• _Supplied records_:
►
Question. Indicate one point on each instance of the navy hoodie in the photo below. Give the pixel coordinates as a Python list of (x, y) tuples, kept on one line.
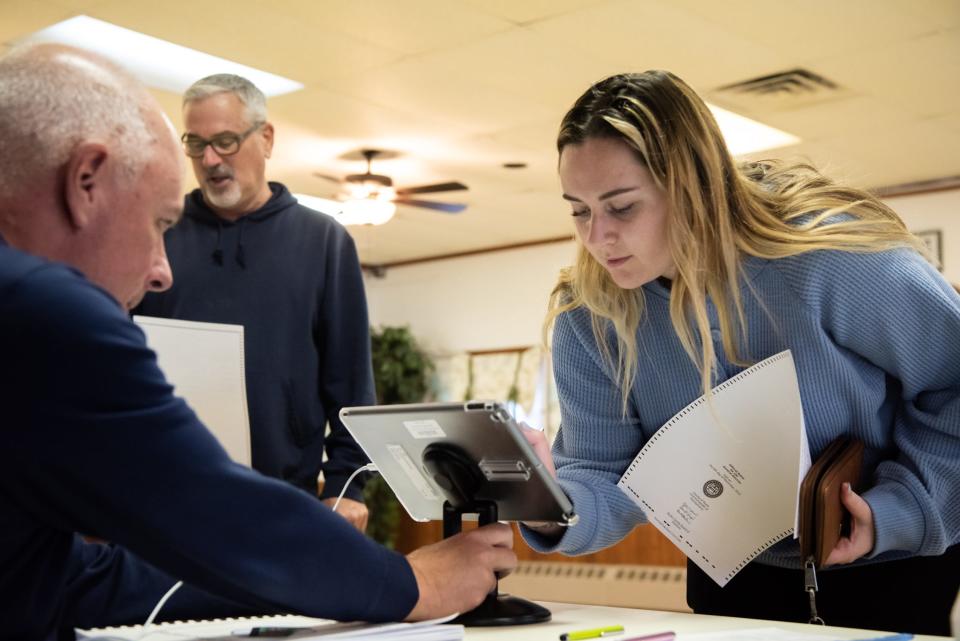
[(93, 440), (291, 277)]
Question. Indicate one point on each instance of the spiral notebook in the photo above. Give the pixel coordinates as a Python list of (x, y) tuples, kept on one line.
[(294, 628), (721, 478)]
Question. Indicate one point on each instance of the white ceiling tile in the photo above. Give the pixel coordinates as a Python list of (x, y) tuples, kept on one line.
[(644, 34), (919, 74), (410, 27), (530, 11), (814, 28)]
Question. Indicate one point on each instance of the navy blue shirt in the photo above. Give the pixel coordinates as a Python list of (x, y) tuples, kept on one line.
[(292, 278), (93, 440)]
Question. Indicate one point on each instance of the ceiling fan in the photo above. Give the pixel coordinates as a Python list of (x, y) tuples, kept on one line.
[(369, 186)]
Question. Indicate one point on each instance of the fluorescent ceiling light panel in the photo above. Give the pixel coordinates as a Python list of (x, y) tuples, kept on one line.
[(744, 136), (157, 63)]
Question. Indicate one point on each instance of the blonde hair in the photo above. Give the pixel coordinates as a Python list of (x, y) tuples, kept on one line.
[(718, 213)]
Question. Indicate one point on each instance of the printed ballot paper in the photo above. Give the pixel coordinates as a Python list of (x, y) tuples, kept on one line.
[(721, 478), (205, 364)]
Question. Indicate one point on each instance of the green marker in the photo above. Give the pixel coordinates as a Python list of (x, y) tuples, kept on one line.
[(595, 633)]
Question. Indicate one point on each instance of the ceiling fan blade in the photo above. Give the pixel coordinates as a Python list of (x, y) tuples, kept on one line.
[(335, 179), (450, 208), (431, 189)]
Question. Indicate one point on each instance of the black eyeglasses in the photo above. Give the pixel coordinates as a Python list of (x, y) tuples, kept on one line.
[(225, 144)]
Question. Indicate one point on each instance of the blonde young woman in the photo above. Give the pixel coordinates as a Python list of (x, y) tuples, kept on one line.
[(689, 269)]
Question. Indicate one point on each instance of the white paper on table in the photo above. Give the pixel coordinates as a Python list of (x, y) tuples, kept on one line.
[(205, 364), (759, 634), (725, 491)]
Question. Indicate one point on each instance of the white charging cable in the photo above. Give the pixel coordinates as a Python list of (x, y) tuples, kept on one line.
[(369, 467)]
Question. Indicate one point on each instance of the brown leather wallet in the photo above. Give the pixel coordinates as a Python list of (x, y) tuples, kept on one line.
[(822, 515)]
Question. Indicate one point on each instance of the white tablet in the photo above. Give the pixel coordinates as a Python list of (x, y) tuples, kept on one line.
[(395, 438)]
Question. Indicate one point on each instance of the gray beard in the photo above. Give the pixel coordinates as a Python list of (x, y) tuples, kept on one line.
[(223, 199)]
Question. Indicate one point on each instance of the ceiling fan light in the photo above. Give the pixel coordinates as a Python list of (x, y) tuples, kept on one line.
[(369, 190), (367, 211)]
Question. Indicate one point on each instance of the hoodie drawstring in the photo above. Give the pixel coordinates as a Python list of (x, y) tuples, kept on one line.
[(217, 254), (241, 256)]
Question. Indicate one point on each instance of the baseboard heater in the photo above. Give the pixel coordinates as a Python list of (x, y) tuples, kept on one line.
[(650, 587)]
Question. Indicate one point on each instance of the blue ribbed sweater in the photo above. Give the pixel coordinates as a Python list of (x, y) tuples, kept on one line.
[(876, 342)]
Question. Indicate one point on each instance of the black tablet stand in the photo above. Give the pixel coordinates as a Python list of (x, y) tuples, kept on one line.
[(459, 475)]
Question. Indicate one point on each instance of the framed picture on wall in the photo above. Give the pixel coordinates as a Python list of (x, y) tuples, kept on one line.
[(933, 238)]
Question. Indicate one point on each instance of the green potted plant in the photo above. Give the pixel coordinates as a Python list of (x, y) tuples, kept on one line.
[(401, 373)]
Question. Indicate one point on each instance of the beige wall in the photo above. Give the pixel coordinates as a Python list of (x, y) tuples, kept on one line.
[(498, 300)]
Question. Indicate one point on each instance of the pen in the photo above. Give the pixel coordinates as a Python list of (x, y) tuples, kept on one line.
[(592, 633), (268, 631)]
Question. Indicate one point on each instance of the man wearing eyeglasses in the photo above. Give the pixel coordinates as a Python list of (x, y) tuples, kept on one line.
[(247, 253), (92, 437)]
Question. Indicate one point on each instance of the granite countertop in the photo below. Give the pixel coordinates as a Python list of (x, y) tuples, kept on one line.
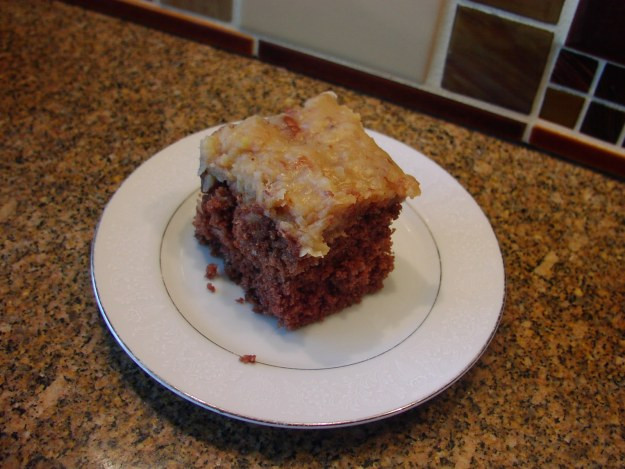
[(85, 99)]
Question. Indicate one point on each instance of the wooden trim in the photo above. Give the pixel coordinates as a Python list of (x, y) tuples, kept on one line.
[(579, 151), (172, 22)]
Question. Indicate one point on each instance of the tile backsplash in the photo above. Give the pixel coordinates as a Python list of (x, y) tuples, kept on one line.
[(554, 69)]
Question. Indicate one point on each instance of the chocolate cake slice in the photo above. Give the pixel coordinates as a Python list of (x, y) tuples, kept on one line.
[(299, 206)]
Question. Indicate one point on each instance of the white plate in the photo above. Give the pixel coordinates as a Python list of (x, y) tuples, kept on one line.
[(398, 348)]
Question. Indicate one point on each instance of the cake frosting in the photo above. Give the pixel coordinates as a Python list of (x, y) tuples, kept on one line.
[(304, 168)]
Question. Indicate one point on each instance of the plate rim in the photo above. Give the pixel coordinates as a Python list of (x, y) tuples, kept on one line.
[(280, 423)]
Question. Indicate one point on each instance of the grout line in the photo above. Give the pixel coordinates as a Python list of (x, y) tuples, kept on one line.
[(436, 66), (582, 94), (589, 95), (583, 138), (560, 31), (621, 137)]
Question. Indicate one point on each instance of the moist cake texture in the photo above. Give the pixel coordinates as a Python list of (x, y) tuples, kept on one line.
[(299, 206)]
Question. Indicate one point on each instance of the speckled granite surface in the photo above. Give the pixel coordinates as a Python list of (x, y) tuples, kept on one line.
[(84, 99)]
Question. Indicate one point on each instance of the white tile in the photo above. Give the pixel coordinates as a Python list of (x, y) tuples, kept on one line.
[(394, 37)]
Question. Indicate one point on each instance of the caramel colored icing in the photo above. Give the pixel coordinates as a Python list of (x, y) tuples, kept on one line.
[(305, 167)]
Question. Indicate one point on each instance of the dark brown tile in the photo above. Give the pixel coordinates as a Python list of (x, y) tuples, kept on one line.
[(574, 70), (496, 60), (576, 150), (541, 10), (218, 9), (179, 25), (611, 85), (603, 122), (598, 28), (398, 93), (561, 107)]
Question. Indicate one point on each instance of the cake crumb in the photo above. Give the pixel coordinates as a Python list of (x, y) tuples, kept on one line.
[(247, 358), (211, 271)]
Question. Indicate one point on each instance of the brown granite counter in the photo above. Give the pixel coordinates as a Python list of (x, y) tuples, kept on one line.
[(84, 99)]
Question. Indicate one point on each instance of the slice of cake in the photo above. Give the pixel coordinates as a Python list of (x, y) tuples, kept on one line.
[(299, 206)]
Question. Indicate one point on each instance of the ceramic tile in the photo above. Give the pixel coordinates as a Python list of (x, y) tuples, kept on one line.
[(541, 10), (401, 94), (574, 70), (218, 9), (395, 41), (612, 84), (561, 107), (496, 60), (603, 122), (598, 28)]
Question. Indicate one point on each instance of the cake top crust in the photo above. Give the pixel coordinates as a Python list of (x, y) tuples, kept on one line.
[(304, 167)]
◄
►
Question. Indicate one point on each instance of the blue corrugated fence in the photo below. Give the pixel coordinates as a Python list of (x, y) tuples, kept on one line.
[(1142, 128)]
◄
• _Job_:
Set down, unchanged, the lines of the listing from the line with "Question. Indicate one point on each instance of the caramel" to the line with "[(305, 167)]", including both of those lines.

• _Result of this task_:
Question. Indicate one point on each instance of the caramel colored icing in the photo above. Give the pixel coordinates as a Python list of (x, y) tuples, kept on one line.
[(305, 167)]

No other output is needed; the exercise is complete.